____ GIVEN RECORDS

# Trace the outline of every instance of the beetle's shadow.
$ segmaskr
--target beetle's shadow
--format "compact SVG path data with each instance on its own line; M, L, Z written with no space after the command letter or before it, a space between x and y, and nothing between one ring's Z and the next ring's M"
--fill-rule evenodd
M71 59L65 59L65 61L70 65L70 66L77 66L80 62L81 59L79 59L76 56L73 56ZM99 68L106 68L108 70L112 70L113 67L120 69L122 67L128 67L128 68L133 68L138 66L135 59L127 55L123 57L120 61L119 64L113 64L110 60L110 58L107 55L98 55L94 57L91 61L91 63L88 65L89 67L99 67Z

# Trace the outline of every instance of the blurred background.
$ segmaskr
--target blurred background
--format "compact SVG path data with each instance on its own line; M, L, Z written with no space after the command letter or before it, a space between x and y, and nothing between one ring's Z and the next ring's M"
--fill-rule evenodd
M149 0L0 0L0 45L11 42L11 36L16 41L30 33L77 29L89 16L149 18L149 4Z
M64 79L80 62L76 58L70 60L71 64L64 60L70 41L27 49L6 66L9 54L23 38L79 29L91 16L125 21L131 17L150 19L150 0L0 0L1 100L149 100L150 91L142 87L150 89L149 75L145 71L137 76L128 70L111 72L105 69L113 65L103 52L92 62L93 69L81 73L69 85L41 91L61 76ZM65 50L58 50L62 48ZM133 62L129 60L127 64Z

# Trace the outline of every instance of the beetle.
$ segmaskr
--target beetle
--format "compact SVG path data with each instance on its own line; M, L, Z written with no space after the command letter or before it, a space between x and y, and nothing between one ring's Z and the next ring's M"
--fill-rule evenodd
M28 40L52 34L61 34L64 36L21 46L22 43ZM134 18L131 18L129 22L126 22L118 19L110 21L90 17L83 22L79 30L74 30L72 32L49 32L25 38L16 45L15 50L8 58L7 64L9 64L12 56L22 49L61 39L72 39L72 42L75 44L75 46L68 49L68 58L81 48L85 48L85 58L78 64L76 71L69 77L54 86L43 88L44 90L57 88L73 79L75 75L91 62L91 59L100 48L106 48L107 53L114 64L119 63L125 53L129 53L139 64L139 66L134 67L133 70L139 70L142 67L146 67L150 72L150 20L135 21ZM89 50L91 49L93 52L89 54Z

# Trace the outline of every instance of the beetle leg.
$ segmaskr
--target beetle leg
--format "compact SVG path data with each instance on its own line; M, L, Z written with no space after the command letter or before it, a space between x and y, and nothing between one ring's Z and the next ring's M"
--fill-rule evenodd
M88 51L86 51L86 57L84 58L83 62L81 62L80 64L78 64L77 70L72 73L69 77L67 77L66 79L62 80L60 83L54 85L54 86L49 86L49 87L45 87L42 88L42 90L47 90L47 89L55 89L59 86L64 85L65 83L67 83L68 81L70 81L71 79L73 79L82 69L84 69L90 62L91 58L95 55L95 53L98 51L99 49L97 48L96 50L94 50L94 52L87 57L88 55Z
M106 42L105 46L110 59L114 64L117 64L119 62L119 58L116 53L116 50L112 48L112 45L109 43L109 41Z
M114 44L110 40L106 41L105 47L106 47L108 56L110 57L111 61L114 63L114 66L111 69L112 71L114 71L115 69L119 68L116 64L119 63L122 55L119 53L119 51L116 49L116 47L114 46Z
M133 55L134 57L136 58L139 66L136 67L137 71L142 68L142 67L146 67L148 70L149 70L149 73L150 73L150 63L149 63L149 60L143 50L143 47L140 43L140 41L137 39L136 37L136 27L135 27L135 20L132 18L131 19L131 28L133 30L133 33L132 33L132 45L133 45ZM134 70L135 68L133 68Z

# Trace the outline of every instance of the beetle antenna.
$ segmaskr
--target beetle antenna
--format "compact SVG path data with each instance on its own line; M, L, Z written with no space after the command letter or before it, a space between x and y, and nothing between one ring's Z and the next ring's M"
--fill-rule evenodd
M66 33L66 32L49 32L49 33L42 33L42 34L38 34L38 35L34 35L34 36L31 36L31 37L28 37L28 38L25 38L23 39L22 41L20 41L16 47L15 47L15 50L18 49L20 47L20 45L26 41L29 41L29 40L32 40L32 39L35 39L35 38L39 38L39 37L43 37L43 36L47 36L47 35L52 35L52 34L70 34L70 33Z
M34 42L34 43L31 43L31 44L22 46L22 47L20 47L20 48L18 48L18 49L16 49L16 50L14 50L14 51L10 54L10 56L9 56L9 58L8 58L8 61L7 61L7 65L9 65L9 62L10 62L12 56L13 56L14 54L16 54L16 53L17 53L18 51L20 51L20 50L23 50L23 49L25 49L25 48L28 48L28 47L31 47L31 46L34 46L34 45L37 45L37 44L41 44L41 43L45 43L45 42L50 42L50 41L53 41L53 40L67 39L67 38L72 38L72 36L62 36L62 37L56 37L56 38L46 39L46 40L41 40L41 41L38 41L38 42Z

________

(EXERCISE OBJECTIVE)
Rewrite all of the data above, replacing "instance" with "occurrence" each time it appears and keeping everything else unchanged.

(WRITTEN REPLY)
# Trace the outline of every occurrence of the beetle's shadow.
$ segmaskr
--target beetle's shadow
--format "compact SVG path data with each occurrence on its own line; M, L, Z written with no space after the command letter or before it, a space between x and y, and nothing between one ring's Z and the next ring's M"
--fill-rule evenodd
M71 59L65 59L65 61L70 65L70 66L77 66L80 62L81 59L79 59L76 56L73 56ZM99 68L106 68L108 70L112 70L113 67L120 69L122 67L128 67L128 68L133 68L138 66L135 59L127 55L123 57L120 61L119 64L113 64L110 60L110 58L107 55L98 55L94 57L91 61L91 63L88 65L89 67L99 67Z

# Trace the outline of every occurrence of the blurred background.
$ segmaskr
--target blurred background
--format "compact SVG path data with each occurrence on its own line; M, L, Z written with no space after the command letter or before it, a space between x and y, and nothing between one ring's Z and the next ring's M"
--fill-rule evenodd
M149 0L0 0L0 45L11 42L11 36L16 41L30 33L77 29L89 16L149 18L149 4Z
M64 79L80 62L76 58L70 60L71 64L64 60L70 41L27 49L6 66L9 54L23 38L79 29L91 16L125 21L131 17L150 19L150 0L0 0L1 100L149 100L150 91L142 87L150 89L149 75L145 71L137 76L128 70L111 72L105 69L113 65L103 52L92 62L93 69L81 73L69 85L41 91L61 76ZM65 50L58 50L62 48ZM133 62L129 60L127 64Z

# Trace the outline of every occurrence of the beetle.
$ segmaskr
--target beetle
--format "compact SVG path data with each occurrence on its own line; M, L, Z written with no space after the command letter or before it, a space between x and y, and nothing between one ring's Z and the next ring's M"
--fill-rule evenodd
M28 40L52 34L61 34L64 36L21 46L22 43ZM134 18L131 18L129 22L126 22L118 19L110 21L90 17L83 22L79 30L74 30L72 32L49 32L25 38L16 45L15 50L8 58L7 64L9 64L12 56L22 49L61 39L72 39L72 42L75 44L75 46L68 49L68 58L81 48L85 48L85 58L78 64L76 71L69 77L54 86L43 88L44 90L57 88L73 79L75 75L91 62L91 59L100 48L106 48L107 53L114 64L119 63L125 53L129 53L139 64L139 66L134 67L133 70L139 70L142 67L146 67L150 72L150 20L135 21ZM89 50L91 49L93 52L89 54Z

# Trace the outline of every occurrence of the beetle leg.
$ segmaskr
--target beetle leg
--format "compact SVG path data with each occurrence on its own line; M, L, Z written with no space after the command letter or before it, a space between x and y, and nothing between one ring's Z and the next ring's M"
--fill-rule evenodd
M88 51L86 51L86 57L84 58L83 62L81 62L80 64L78 64L77 70L72 73L69 77L67 77L66 79L62 80L60 83L54 85L54 86L49 86L49 87L45 87L42 88L42 90L47 90L47 89L55 89L59 86L64 85L65 83L67 83L68 81L70 81L71 79L73 79L82 69L84 69L90 62L91 58L95 55L95 53L98 51L99 49L97 48L96 50L94 50L94 52L87 57L88 55Z
M106 42L105 46L110 59L114 64L117 64L119 62L119 58L116 53L116 50L112 48L112 45L109 43L109 41Z
M114 44L110 40L106 41L105 47L106 47L108 56L110 57L111 61L114 63L114 66L111 69L112 71L114 71L115 69L119 68L116 64L119 63L122 55L119 53L119 51L116 49L116 47L114 46Z
M133 55L134 57L136 58L139 66L136 67L137 71L142 68L142 67L146 67L148 70L149 70L149 73L150 73L150 63L149 63L149 60L143 50L143 47L140 43L140 41L137 39L136 37L136 27L135 27L135 20L132 18L131 19L131 28L133 30L133 33L132 33L132 45L133 45ZM134 70L135 68L133 68Z

# Trace the outline of every occurrence of the beetle antenna.
$ segmaskr
--target beetle antenna
--format "compact SVG path data with each occurrence on its own line; M, L, Z written with no space after the command letter or before it, a space between x and y, and nothing between one ring's Z and the next ring's M"
--fill-rule evenodd
M66 33L66 32L49 32L49 33L42 33L42 34L38 34L38 35L34 35L34 36L31 36L31 37L28 37L28 38L25 38L23 39L22 41L20 41L16 47L15 47L15 50L18 49L20 47L20 45L26 41L29 41L29 40L32 40L32 39L35 39L35 38L39 38L39 37L43 37L43 36L47 36L47 35L52 35L52 34L70 34L70 33Z
M34 42L34 43L31 43L31 44L22 46L22 47L20 47L20 48L18 48L18 49L16 49L16 50L14 50L14 51L10 54L10 56L9 56L9 58L8 58L8 61L7 61L7 65L9 65L9 62L10 62L12 56L13 56L14 54L16 54L16 53L17 53L18 51L20 51L20 50L23 50L23 49L25 49L25 48L28 48L28 47L31 47L31 46L34 46L34 45L37 45L37 44L41 44L41 43L45 43L45 42L50 42L50 41L53 41L53 40L67 39L67 38L72 38L72 36L62 36L62 37L56 37L56 38L46 39L46 40L41 40L41 41L38 41L38 42Z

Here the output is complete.